■ What the task asks
Reproduce verbatim everything in the entries below, from the line containing "Inventory check — is there any shadow" down to the line containing "337;509;450;542", with both of those lines included.

■ Supplied records
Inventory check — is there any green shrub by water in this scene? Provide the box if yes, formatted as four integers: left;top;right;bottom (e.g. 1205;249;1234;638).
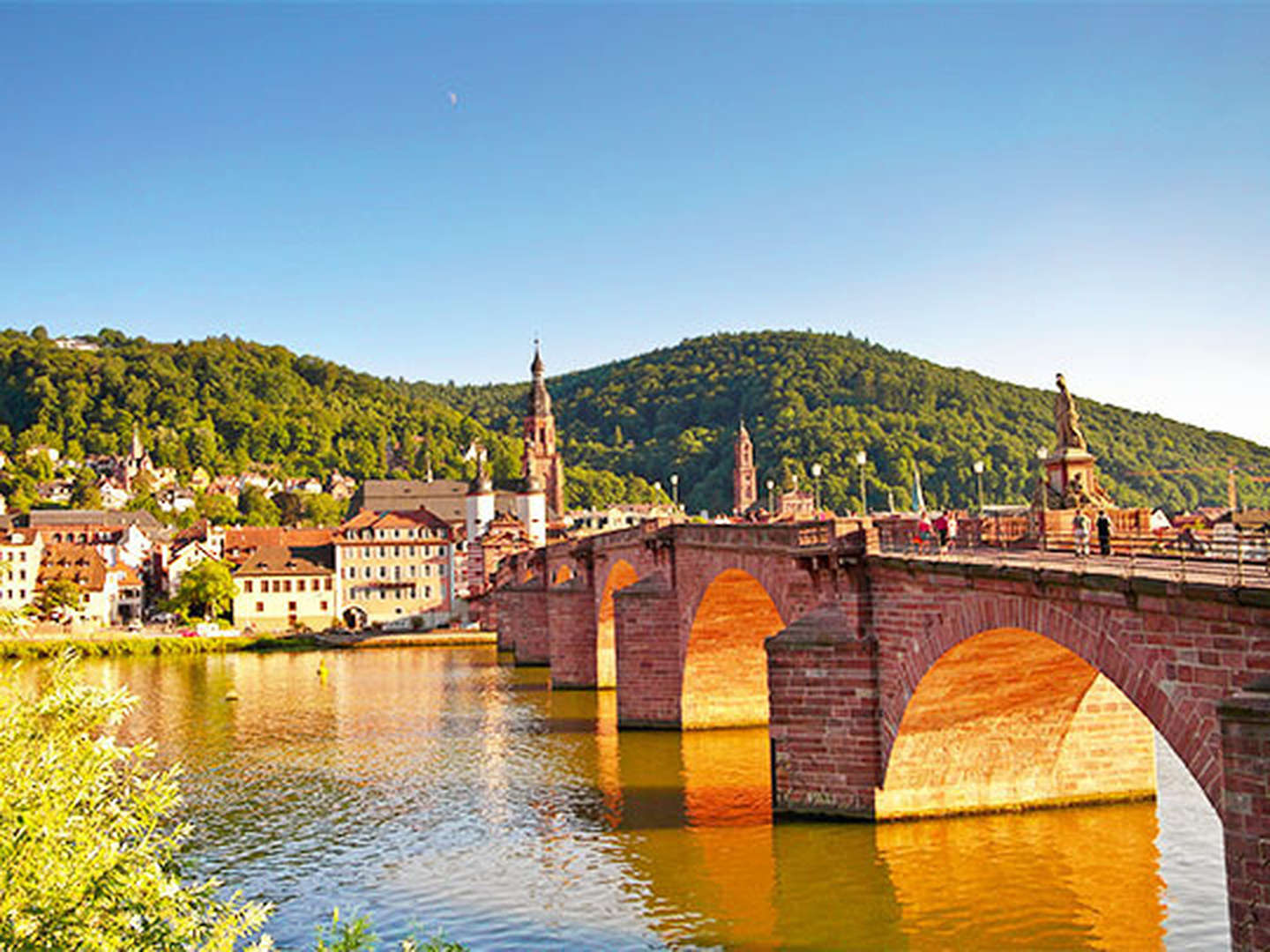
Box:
0;635;318;658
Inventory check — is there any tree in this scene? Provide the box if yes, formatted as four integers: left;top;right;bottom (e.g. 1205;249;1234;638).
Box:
194;493;239;525
34;579;84;621
239;487;280;525
273;493;305;525
305;493;346;525
71;465;101;509
0;655;269;952
169;559;237;620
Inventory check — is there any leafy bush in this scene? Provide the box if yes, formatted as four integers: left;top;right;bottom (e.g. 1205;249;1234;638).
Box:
0;654;269;952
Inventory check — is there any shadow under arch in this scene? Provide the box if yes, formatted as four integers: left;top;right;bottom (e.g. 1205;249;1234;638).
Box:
595;559;639;688
875;627;1155;820
679;569;785;730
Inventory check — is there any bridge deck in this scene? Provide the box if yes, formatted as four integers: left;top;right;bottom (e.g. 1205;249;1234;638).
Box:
881;546;1270;591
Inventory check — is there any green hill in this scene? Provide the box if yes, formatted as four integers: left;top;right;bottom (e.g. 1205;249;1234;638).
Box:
0;328;1270;523
419;331;1270;510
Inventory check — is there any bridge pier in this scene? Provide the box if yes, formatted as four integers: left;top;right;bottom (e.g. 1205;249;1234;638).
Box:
614;572;684;729
497;583;551;666
766;604;883;820
1218;678;1270;952
546;577;597;688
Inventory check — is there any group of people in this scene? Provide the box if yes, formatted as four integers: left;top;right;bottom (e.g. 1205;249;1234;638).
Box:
917;509;956;552
1072;509;1111;556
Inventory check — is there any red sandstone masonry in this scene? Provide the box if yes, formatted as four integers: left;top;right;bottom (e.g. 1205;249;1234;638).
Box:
614;572;684;727
499;585;551;666
548;577;595;688
767;598;881;819
1218;681;1270;952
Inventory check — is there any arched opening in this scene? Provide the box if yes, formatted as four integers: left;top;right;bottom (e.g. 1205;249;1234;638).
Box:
875;628;1155;819
679;569;785;730
595;559;639;688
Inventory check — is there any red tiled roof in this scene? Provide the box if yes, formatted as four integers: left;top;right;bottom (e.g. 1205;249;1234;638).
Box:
234;542;335;575
337;509;450;542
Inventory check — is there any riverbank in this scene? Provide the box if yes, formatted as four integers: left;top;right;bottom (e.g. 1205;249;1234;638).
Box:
0;632;323;660
0;628;497;660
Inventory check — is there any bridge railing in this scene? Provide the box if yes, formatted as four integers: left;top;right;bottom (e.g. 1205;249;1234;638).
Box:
878;528;1270;588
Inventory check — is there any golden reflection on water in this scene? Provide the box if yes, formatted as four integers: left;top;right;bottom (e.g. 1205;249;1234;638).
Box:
34;650;1193;949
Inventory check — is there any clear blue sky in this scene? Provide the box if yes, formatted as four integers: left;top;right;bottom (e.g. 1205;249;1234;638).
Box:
0;4;1270;443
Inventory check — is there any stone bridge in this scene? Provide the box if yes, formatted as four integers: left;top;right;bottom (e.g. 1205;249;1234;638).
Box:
482;519;1270;948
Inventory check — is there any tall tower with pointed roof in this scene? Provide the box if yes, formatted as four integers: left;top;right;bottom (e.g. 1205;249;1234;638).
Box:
731;420;758;516
520;340;564;519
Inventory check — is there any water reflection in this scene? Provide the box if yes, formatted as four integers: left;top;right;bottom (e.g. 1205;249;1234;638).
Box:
34;649;1226;948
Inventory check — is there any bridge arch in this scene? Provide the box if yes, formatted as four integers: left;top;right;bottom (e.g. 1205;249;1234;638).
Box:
595;559;639;688
881;591;1204;811
875;628;1155;819
679;569;785;729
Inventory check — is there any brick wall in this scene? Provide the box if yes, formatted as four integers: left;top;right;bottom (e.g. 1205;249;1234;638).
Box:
614;572;684;727
1219;679;1270;952
546;577;597;688
766;606;881;819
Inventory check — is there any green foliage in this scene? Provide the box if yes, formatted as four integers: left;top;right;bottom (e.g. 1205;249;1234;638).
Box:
239;487;282;525
194;493;240;525
0;635;263;658
0;656;268;952
32;579;84;621
442;331;1270;511
314;908;467;952
0;330;520;505
303;493;348;525
169;559;237;618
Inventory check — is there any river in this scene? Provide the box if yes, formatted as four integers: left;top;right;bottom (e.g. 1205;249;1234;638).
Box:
64;649;1228;949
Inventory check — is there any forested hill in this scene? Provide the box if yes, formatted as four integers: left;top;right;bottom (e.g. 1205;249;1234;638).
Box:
0;328;1270;523
0;328;520;479
416;331;1270;510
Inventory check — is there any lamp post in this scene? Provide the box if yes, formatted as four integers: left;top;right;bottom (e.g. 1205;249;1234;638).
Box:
1036;447;1049;552
856;450;869;516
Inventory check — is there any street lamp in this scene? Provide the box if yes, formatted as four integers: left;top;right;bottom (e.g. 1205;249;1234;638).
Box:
856;450;869;516
1036;447;1049;552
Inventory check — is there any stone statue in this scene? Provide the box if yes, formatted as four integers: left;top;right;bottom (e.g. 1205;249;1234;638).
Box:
1054;373;1088;450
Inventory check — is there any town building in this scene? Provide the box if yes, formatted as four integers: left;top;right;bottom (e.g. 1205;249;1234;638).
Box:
520;343;564;519
0;529;44;612
731;420;758;516
38;542;145;627
334;509;453;628
234;543;338;631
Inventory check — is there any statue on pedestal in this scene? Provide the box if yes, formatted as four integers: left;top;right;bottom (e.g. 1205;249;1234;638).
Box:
1054;373;1088;450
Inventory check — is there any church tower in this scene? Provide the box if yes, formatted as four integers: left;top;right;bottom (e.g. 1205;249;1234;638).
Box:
731;420;758;516
520;341;564;519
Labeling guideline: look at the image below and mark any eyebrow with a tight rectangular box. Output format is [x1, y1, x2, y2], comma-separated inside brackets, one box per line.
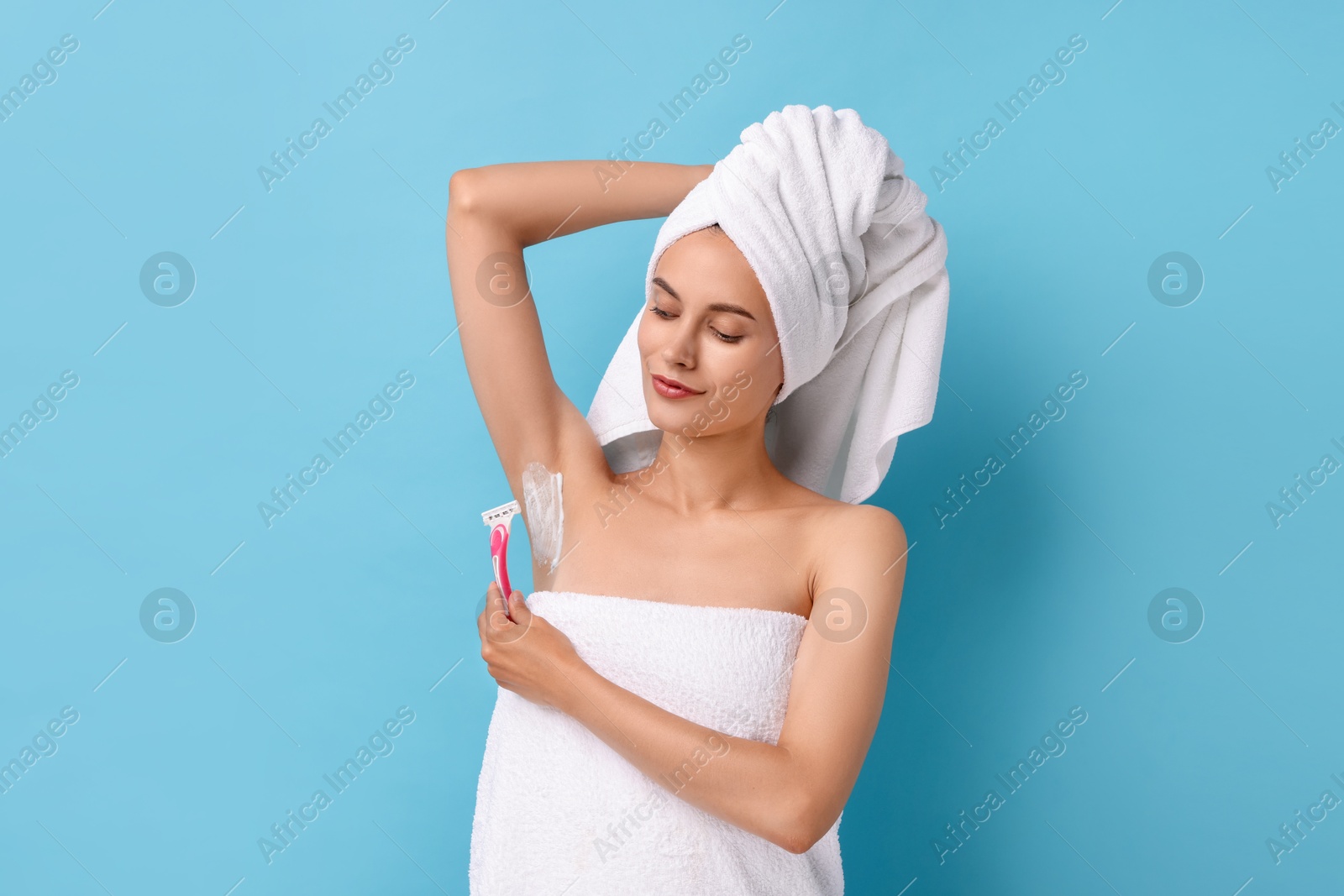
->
[652, 277, 755, 321]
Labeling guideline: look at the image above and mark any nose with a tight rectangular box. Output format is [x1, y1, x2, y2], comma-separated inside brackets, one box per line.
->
[663, 314, 695, 368]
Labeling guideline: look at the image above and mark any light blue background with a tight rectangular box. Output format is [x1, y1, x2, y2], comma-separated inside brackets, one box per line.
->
[0, 0, 1344, 896]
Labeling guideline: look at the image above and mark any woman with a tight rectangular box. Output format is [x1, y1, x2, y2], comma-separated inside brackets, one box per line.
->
[446, 106, 946, 896]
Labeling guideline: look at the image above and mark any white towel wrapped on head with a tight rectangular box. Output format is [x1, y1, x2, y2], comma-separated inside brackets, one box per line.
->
[587, 105, 949, 504]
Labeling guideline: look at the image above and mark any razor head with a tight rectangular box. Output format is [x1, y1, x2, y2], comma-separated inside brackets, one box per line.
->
[481, 500, 522, 528]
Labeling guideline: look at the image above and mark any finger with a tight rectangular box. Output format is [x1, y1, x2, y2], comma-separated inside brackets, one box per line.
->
[509, 591, 533, 625]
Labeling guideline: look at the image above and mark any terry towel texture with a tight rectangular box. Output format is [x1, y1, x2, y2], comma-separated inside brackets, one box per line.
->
[469, 591, 844, 896]
[587, 106, 949, 504]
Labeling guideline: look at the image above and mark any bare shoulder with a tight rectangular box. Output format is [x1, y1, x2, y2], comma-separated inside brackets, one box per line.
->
[815, 498, 906, 569]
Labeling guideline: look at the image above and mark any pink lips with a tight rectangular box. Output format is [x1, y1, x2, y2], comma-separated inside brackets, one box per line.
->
[654, 374, 701, 398]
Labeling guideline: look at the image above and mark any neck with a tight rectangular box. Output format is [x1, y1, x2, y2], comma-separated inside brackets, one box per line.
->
[650, 419, 786, 516]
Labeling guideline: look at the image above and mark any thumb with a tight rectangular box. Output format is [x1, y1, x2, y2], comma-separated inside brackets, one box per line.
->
[508, 591, 533, 623]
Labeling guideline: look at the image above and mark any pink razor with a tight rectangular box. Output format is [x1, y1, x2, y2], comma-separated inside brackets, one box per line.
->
[481, 501, 522, 622]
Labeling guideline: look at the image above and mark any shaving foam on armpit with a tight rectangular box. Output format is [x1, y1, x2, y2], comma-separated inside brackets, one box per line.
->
[522, 461, 564, 572]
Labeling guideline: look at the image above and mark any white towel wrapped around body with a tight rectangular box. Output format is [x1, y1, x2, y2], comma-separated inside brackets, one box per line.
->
[587, 105, 949, 504]
[469, 591, 844, 896]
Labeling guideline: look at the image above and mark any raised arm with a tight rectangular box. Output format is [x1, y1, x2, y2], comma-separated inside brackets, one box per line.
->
[445, 161, 714, 497]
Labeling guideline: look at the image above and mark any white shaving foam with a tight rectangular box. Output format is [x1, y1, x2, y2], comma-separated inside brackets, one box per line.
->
[522, 461, 564, 572]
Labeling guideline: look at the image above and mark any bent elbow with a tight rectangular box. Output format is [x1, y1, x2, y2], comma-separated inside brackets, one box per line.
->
[770, 797, 835, 856]
[448, 168, 480, 213]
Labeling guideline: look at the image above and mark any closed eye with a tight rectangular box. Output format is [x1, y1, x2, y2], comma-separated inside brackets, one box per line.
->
[649, 305, 742, 344]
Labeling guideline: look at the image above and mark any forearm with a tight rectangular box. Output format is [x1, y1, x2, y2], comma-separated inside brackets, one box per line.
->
[449, 160, 714, 246]
[559, 661, 811, 851]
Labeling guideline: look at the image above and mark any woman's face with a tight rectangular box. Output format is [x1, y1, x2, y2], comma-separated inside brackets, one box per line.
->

■ Output below
Inventory check — is there any shadow under arch in this scene? Provide the box if yes, formatted as four integers: left;top;right;bottom (e.g. 1205;249;1234;638).
Box:
595;559;639;688
875;627;1155;820
679;569;785;730
Inventory check — is there any bridge deck in this scene? Provide the box if yes, formatted as four integers: left;top;right;bottom (e.g. 1205;249;1234;638).
Box:
881;546;1270;591
Inventory check — is there any green hill in this scene? Provide the box if yes, formatted as four integers: left;top;right;bottom (e.g. 1205;249;1234;638).
Box:
0;328;1270;523
419;331;1270;510
Inventory check — is there any bridge pier in this scene? Provide the box if yes, formatted as four integers: left;top;right;bottom (e.g. 1205;249;1234;638).
Box:
614;572;684;729
497;583;551;666
766;604;883;820
1218;678;1270;952
546;577;597;688
Inventory check — is there any group of people in this scene? Provide the box if yes, formatted as four integers: left;top;right;bottom (e.g. 1205;249;1234;638).
Box:
917;509;956;552
1072;509;1111;556
Inventory check — is there any red sandstone masonry in this scene? Provide the box if yes, formatted as four integers: left;top;right;bottom (e.g. 1205;249;1234;638).
Box:
614;572;684;727
499;585;551;666
548;577;595;688
767;598;881;819
1218;681;1270;952
Inventory check — is there any arched opening in this scene? Provide the box if yes, formatted as four integers: left;top;right;bottom (e.g. 1205;249;1234;638).
Box:
875;628;1155;819
679;569;785;730
595;559;639;688
Inventory check — is there any red tiled roof in this scene? Provide the box if yes, formatted as four integers: left;top;right;bottom (e.g. 1205;249;1234;638).
Box:
234;542;335;575
337;509;450;542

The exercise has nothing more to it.